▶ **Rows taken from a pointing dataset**
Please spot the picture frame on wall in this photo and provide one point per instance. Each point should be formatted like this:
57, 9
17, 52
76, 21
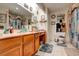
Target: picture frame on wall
2, 18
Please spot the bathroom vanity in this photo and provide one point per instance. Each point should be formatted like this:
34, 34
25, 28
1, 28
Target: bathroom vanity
21, 44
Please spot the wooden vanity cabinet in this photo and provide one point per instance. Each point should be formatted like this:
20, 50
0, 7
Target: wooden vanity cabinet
28, 45
37, 41
10, 46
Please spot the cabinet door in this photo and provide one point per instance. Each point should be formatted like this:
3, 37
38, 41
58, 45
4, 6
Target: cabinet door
37, 44
10, 47
28, 45
12, 52
29, 48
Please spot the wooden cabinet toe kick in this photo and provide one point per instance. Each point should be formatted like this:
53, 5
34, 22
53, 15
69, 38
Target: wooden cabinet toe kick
23, 45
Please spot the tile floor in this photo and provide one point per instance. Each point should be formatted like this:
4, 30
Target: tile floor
60, 51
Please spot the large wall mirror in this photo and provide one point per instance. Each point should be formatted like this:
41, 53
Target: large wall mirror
60, 25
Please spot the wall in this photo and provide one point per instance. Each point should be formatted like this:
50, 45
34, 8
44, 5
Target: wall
4, 11
52, 28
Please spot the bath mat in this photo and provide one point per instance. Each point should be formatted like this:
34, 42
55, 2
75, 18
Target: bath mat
60, 44
46, 48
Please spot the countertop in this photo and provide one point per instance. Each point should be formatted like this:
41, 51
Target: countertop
4, 36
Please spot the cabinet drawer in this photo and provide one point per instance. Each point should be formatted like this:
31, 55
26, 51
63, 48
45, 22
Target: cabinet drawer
28, 38
12, 52
9, 43
29, 49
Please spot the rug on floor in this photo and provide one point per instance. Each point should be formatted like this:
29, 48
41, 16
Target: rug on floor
60, 44
46, 48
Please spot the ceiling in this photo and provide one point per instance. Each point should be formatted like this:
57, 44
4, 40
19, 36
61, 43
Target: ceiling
15, 8
56, 7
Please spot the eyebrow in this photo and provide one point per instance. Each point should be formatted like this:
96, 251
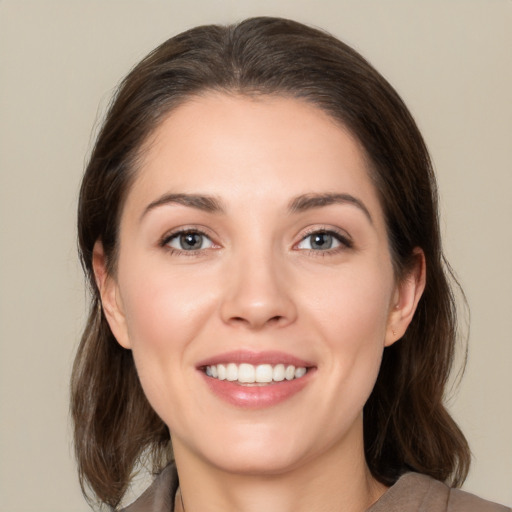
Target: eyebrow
310, 201
302, 203
205, 203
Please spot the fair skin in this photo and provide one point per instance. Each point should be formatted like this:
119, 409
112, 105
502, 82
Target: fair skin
227, 255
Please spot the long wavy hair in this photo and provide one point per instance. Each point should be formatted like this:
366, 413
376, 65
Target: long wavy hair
406, 426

▶ **Task goal**
Write out every item above word for word, but leave out the pictures.

▶ **Task answer**
Please spot the picture frame on wall in this photo and provide one point per instance. Each point should be formatted like this:
57, 9
17, 52
76, 21
Target: picture frame on wall
2, 18
Please spot the bathroom vanity in this photo and provide one point per instance. Each point should be formatted like this:
34, 34
25, 28
1, 28
Target: bathroom vanity
21, 44
Please spot the wooden vanity cabinet in this photo and provide one point per instance. Each point should be formatted like this:
20, 50
0, 7
Target: wooden vanity cabinet
28, 45
37, 41
10, 46
Please spot the cabinet door in this photo and provide one point per instance. Each point should be formatted like this:
3, 37
38, 41
58, 45
4, 6
Target: cabinet door
37, 44
10, 47
28, 45
12, 52
29, 48
Please spot the wooden cabinet toe kick in this photo and provide one point per instance. Each point should be formatted like this:
53, 5
34, 22
53, 15
69, 38
Target: wooden cabinet toe kick
23, 45
Please spot the tile floor in this photo and provide one point per instance. Each point should be formatted like this:
4, 30
Target: tile floor
60, 51
Please spot the large wall mirror in this photo and provide one point per instance. Each point should be formatted like this:
41, 53
Target: large wall mirror
60, 25
Please spot the wall in this photo and provide one point per instance. Each point should be formatted like this:
50, 45
34, 8
44, 5
Target: wall
4, 11
52, 28
Please spot the bath mat in this photo and provide one point per instance. Each point should be formatted like this:
34, 42
55, 2
75, 18
Target: bath mat
60, 44
46, 48
Please spot the countertop in this photo and provide one point per instance. Each point should be formatted like this:
41, 51
Target: countertop
4, 36
Please spot the cabinet drawer in this photo and provide one point per instance. Each point should be formatted like this:
31, 55
26, 51
63, 48
45, 22
Target: cabinet drawer
28, 38
12, 52
9, 43
29, 49
Please spot the rug on floor in this photo and provide one point per instance. Each point should be formatted like this:
29, 48
41, 16
Target: rug on floor
60, 44
46, 48
Please spot the ceiling in this photo and provide one point per instance. Each point should be formatted like this:
57, 44
4, 40
19, 36
61, 43
Target: ceiling
15, 8
56, 7
Please spot the eyebrow in this photo and provide one point per instance. Each point should be formatted like this:
96, 251
Target: eyebrow
310, 201
302, 203
205, 203
Please spot the fair skin in this photo and provide one point per instance. Each point should be formatted like this:
119, 409
112, 105
502, 82
Target: fair skin
227, 255
Please spot the long wavy hair in this photo and provide one point per instance. Each point should be formatted like this:
366, 413
376, 65
Target: long wavy hair
406, 426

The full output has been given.